__WORK TO COMPLETE__
In the records below, find the line containing "Practice. Find the dead"; copy exactly that line and all lines after it to the end, and nothing else.

__INPUT__
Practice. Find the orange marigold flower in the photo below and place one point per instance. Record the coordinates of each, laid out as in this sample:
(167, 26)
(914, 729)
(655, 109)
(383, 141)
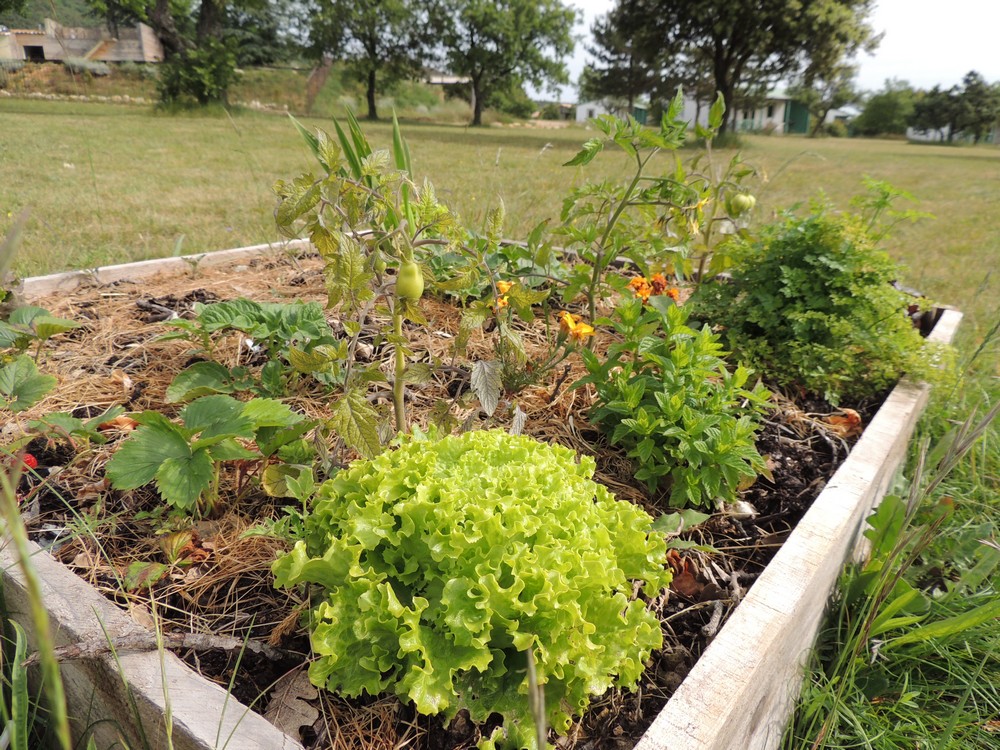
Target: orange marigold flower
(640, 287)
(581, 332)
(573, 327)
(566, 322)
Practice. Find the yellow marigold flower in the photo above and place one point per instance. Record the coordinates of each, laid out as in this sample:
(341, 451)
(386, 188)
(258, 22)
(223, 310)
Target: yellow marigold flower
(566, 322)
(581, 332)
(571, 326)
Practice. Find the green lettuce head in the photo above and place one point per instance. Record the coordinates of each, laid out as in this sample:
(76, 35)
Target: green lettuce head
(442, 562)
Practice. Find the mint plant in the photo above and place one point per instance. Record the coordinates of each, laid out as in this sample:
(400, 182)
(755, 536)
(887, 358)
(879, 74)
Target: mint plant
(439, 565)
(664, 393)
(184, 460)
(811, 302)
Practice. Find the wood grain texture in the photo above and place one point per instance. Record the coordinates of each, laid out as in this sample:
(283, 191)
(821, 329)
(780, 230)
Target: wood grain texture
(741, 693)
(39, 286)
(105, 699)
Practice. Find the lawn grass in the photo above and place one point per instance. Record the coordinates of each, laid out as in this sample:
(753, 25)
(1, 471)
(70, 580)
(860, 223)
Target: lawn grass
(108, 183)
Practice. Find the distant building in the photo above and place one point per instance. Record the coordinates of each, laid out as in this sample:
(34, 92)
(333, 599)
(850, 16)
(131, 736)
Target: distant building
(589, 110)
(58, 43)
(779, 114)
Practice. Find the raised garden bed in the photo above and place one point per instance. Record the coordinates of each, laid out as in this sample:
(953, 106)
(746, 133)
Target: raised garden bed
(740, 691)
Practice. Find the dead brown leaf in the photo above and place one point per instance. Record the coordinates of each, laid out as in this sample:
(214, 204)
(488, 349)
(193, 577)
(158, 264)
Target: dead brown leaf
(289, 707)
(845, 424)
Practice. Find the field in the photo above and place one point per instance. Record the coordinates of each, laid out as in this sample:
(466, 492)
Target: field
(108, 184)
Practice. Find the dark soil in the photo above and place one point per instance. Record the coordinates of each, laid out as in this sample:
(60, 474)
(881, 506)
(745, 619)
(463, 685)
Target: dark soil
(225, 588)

__RESULT OF THE TASK__
Practice. Find the dead brown leaf in the photo above and place one point per instance. Record the coordinates of each, laid out as in this sample:
(214, 204)
(488, 349)
(193, 577)
(158, 264)
Target: dead brown leaf
(289, 707)
(845, 424)
Practice. Find the field in the photo above and place one point per instance. Record the coordinates of each, laid out as in this sample:
(466, 492)
Target: field
(108, 184)
Practice. Find the dark soil in the photo above and place one point per instance. Record the coordinates of each, laid out as in this sample:
(60, 474)
(881, 506)
(745, 619)
(463, 685)
Target: dark soil
(225, 588)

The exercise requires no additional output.